_Objective_: Rewrite every line from the start of the items through the line containing "point(128, 142)", inclusive, requests included, shifting each coordinate in the answer points by adding 120 to both x and y.

━━ Records for the task

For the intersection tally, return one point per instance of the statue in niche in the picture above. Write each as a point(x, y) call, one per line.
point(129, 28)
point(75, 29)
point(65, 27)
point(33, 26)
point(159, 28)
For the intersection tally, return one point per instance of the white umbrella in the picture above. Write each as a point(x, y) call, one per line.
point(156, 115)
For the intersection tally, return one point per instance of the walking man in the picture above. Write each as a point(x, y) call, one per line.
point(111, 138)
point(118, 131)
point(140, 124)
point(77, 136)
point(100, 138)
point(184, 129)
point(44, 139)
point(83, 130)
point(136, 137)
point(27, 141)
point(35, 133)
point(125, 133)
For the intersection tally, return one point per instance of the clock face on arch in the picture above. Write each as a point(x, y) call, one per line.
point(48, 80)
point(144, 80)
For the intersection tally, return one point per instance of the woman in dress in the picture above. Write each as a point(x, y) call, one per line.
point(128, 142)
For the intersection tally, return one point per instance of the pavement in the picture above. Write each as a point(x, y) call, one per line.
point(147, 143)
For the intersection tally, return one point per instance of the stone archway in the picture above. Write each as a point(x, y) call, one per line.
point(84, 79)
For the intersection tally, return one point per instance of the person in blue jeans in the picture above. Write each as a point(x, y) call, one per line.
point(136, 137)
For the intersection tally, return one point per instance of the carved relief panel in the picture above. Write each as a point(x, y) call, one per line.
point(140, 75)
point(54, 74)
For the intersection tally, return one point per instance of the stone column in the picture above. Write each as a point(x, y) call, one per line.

━━━━

_Worked solution_:
For the intersection tally, return one point per instance of the statue in niche in the picture above. Write each as a point(x, y) call, one per line.
point(249, 148)
point(195, 149)
point(185, 147)
point(153, 146)
point(279, 148)
For the intersection tally, return one point per instance of the white umbrella in the picture above. Write each as a point(x, y) call, one per line.
point(276, 235)
For the intersection tally, return one point per instance of the walking man in the picture above. Write each as a point(x, y) call, one per line.
point(231, 258)
point(238, 251)
point(260, 244)
point(197, 256)
point(220, 258)
point(304, 249)
point(164, 259)
point(203, 250)
point(256, 257)
point(147, 261)
point(155, 253)
point(245, 253)
For the intersection tally, return one point per instance of the clock face on arch in the picture above. Write each as a point(x, y) call, one per line.
point(168, 200)
point(264, 200)
For the intersection tally, return one point per instance of the woman in dress in the picture above. Write each as a point(x, y) call, one per line.
point(248, 262)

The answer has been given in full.